◆ PROBLEM DESCRIPTION: Pick out and copy every line below that contains the string "mound". Case counts.

-- START OF ENTRIES --

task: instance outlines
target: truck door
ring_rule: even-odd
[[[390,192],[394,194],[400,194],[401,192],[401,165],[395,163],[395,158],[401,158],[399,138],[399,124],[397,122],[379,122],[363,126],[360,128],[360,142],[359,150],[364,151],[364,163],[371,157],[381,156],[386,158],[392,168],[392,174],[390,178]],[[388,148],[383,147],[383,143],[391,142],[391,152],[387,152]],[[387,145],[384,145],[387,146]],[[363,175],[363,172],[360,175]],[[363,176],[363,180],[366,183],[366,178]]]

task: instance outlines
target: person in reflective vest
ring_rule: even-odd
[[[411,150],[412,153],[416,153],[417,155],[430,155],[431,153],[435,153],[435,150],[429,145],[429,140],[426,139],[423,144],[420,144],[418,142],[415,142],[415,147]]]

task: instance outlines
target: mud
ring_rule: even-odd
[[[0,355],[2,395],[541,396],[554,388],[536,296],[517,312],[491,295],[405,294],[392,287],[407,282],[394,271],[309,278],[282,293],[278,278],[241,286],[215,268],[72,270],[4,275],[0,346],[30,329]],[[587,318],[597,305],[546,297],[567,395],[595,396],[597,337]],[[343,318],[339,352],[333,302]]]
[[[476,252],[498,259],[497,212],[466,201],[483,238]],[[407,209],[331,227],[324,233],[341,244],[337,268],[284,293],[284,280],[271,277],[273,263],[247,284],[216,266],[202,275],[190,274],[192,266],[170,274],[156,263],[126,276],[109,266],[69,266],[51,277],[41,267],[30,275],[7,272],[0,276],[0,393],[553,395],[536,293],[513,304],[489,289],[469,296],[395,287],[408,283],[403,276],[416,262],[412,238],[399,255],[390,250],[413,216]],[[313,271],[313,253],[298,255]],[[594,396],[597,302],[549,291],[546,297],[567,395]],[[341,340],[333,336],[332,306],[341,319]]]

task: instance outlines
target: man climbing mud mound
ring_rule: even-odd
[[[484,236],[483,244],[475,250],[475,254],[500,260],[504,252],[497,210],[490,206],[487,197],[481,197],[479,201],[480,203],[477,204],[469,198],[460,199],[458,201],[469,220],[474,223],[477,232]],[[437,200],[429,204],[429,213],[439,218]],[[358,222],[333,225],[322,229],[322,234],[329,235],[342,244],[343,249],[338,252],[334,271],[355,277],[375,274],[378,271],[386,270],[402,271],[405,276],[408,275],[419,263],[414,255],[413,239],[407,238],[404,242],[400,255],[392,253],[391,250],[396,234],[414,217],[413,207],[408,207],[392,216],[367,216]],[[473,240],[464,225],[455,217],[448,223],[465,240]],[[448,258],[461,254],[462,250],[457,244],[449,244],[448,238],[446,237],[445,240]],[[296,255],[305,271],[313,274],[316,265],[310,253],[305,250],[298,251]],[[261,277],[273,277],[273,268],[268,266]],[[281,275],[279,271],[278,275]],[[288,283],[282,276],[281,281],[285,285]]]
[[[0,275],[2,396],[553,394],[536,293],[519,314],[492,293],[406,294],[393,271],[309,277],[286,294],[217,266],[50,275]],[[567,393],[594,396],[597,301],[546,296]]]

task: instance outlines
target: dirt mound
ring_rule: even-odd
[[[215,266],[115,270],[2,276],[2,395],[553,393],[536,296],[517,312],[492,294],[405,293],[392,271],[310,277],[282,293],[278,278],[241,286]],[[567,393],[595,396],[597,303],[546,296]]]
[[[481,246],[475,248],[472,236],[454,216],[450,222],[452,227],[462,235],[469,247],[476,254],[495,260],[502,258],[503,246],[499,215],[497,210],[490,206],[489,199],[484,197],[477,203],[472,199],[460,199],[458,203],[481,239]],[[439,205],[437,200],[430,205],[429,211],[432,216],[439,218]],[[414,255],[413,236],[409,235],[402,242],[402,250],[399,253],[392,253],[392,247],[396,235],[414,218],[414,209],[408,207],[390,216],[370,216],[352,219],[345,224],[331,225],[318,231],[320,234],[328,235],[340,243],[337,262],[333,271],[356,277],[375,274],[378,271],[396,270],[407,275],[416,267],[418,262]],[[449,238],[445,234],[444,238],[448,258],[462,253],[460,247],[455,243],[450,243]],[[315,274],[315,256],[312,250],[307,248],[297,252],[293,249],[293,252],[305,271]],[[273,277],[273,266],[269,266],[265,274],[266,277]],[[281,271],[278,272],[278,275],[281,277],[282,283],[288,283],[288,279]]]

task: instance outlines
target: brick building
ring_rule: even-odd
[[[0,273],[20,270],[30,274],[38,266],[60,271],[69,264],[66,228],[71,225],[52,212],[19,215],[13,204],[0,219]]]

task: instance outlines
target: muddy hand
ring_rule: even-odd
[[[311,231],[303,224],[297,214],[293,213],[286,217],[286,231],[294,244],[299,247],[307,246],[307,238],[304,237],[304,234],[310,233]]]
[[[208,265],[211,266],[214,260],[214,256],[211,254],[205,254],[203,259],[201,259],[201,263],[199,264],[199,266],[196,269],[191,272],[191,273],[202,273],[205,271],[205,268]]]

-- END OF ENTRIES --

◆ TASK OUTPUT:
target: man climbing mud mound
target: dirt mound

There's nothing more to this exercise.